For sheer size, it’s hard to beat the incredible volume of water that exists on our planet. If you filled a glass with all the water in the world, the glass would have to be seven hundred miles high and seven hundred miles wide. (And if you think that’s hard to swallow, just remember that’s all the water we’ve ever had—or will ever have.)
The trouble with water—and there is trouble with water—is that they’re not making any more of it. They’re not making any less, mind you, but no more either. There is the same amount of water on the planet now as there was in prehistoric times. People, however, they’re making more of—many more, far more than is ecologically sensible—and all those people are utterly dependent on water for their lives (humans consist mostly of water), for their livelihoods, their food, and increasingly, their industry. Humans can live for a month without food but will die in less than a week without water. Humans consume water, discard it, poison it, waste it, and restlessly change the hydrological cycles, indifferent to the consequences: too many people, too little water, water in the wrong places and in the wrong amounts.
—MARQ DE VILLIERS,
Water: The Fate of Our Most Precious Resource, 2000
FACT
97.5 percent of all the water on earth is undrinkable seawater. Of the remaining 2.5 percent, nearly two-thirds is locked up in polar ice caps. The remaining third is all ours, except half of that is considered polluted by most international standards.


2

It’s So Wet

Okay, so maybe you want to know a little chemistry. Water consists of two parts hydrogen and one part oxygen. There’s no shortage of these elements in the universe. Yet, for reasons that remain largely unknown, very few planets have such an abundance of liquid water. One theory suggests that the earth was basically pelted early on by extraterrestrial snowballs the size of Manhattan. As things heated up, the ice melted, and oceans formed.
Water is fundamental for life and health. The human right to water is indispensable for leading a healthy life in human dignity. It is a prerequisite to the realization of all other human rights.
—THE UNITED NATIONS COMMITTEE ON
ECONOMIC, CULTURAL AND SOCIAL RIGHTS,

Environment News Service, November 27, 2002
Water is the basis of life and the blue arteries of the earth! Everything in the nonmarine environment depends on freshwater to survive.

▶ [What is needed]:
Answer these questions about the passage on water:
(a) How high would a glass holding all the water in the world have to be?
(b) What percentage of all the water on earth is undrinkable seawater?
(c) What two elements make up water, and in what proportion?
The lines after this point are not needed for anything here.

▶ [Position identification records]:
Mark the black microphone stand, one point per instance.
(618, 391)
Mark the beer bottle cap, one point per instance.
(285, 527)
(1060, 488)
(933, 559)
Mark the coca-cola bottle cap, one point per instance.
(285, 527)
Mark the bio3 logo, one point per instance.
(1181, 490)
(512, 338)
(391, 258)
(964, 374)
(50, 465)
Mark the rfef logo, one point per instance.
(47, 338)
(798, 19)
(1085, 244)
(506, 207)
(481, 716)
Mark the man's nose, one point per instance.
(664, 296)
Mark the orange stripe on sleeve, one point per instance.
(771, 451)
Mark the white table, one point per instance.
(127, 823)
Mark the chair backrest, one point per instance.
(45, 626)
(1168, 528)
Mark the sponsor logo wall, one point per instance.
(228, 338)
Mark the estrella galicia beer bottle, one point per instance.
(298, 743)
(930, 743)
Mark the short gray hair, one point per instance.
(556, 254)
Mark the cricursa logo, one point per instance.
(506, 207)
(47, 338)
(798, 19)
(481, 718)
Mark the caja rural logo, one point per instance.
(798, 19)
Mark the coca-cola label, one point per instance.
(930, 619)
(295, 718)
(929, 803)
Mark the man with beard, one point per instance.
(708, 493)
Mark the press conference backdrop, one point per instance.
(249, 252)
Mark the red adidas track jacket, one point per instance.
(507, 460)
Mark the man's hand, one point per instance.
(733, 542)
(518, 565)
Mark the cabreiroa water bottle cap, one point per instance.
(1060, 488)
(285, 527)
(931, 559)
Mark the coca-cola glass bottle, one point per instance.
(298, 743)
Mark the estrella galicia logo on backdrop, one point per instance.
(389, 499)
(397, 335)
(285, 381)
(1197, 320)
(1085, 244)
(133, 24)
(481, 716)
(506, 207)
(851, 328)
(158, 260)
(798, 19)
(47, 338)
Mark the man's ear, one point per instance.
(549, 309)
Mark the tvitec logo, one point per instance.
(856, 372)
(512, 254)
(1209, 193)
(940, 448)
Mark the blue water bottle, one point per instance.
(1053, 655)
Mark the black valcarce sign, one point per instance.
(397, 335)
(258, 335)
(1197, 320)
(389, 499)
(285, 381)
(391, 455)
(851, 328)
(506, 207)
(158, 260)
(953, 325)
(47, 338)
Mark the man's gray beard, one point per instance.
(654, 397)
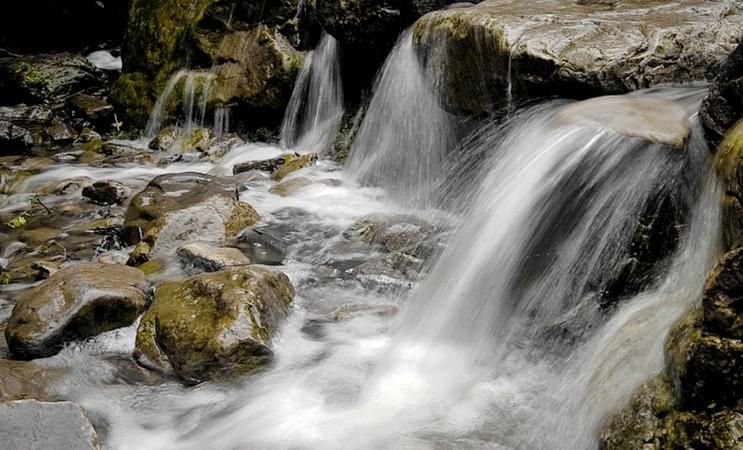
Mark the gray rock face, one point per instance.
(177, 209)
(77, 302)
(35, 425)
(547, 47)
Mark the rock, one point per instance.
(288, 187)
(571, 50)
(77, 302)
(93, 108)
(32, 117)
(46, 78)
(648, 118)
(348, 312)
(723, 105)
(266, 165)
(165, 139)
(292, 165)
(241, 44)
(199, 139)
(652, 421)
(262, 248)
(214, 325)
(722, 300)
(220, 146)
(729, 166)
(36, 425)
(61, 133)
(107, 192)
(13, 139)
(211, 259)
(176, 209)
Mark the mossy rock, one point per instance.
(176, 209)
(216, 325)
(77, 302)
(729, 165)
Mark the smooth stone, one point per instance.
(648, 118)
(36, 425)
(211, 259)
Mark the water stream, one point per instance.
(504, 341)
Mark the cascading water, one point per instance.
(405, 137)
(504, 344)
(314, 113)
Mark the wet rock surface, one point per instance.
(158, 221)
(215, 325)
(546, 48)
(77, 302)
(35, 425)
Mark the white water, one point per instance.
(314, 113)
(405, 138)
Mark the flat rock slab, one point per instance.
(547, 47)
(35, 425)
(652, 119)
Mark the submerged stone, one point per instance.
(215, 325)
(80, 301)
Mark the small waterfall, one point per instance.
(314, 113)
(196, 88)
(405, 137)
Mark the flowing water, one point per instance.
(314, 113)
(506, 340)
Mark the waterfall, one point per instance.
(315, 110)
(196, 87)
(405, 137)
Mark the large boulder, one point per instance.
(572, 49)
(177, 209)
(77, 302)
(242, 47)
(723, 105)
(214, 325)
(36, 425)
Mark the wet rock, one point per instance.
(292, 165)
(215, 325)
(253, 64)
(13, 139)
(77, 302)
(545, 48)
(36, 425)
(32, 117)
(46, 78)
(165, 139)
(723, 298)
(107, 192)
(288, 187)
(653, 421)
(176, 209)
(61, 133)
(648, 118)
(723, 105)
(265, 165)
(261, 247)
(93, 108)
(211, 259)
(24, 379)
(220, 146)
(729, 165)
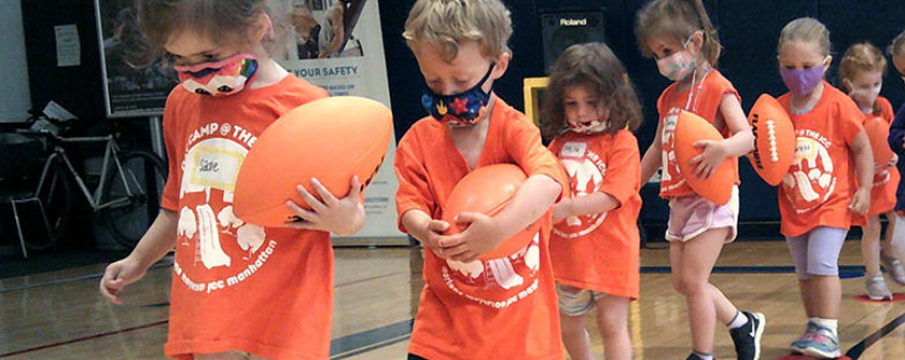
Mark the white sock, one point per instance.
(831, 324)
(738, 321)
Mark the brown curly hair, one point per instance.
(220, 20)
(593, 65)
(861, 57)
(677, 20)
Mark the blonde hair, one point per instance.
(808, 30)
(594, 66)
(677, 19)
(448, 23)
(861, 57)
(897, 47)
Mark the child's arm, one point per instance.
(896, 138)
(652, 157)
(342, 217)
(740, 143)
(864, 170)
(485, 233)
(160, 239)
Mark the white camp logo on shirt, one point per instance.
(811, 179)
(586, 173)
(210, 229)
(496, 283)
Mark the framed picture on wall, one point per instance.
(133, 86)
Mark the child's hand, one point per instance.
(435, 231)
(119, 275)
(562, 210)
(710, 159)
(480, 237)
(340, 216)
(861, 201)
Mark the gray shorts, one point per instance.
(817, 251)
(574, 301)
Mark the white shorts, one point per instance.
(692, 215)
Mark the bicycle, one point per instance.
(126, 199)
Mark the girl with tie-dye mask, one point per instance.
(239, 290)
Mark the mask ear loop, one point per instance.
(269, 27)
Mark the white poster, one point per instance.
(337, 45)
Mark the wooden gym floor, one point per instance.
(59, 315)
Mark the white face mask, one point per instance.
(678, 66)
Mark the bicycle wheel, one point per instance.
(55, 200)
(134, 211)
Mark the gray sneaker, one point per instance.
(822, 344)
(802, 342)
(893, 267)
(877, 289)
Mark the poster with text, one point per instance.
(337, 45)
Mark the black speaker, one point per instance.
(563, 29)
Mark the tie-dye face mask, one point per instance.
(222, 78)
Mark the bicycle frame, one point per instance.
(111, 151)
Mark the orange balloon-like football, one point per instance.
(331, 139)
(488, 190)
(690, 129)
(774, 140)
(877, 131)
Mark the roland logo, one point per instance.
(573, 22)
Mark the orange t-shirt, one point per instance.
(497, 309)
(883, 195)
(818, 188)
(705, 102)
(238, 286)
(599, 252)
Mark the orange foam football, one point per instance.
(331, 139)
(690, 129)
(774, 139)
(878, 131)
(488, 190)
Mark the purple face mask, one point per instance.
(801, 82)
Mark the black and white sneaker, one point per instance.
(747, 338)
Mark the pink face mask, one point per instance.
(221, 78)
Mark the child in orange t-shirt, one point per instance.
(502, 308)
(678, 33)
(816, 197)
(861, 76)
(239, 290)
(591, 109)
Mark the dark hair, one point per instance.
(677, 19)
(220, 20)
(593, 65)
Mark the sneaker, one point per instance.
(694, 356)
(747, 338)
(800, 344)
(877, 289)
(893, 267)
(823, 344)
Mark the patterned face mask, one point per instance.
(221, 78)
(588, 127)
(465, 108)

---

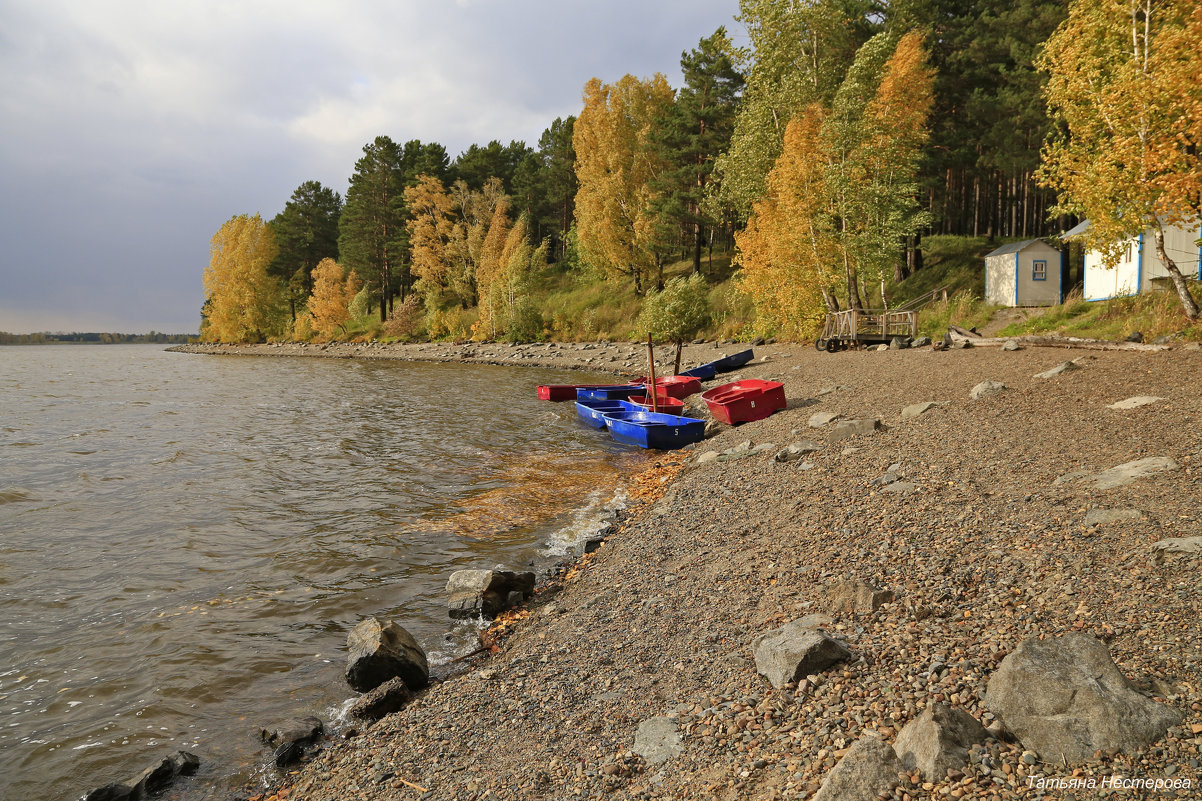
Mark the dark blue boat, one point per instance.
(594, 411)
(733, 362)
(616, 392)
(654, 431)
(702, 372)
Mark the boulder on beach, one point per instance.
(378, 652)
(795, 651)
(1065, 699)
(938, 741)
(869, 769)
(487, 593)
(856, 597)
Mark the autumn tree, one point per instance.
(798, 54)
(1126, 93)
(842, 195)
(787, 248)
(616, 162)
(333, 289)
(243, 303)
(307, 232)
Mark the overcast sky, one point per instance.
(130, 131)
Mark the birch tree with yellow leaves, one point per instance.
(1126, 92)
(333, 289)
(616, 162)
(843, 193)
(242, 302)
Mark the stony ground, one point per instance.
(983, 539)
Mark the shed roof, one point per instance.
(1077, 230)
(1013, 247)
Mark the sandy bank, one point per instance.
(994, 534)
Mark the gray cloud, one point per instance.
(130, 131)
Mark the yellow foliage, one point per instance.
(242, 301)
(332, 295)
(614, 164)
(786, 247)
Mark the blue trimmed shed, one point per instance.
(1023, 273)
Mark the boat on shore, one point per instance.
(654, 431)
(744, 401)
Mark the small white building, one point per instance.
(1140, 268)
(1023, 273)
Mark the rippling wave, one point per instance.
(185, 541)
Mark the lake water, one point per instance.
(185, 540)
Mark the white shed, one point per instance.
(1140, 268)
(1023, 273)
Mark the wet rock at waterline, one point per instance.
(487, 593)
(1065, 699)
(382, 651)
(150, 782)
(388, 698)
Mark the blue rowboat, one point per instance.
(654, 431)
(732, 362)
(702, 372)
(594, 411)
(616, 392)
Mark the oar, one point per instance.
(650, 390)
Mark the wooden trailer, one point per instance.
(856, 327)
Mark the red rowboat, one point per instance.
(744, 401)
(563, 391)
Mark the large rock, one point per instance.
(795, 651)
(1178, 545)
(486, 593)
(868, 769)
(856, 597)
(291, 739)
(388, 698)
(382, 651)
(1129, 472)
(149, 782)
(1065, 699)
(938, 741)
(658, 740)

▶ [Output for this exercise]:
(a) Seven hundred miles high.
(b) 97.5 percent.
(c) Hydrogen and oxygen, two parts hydrogen to one part oxygen.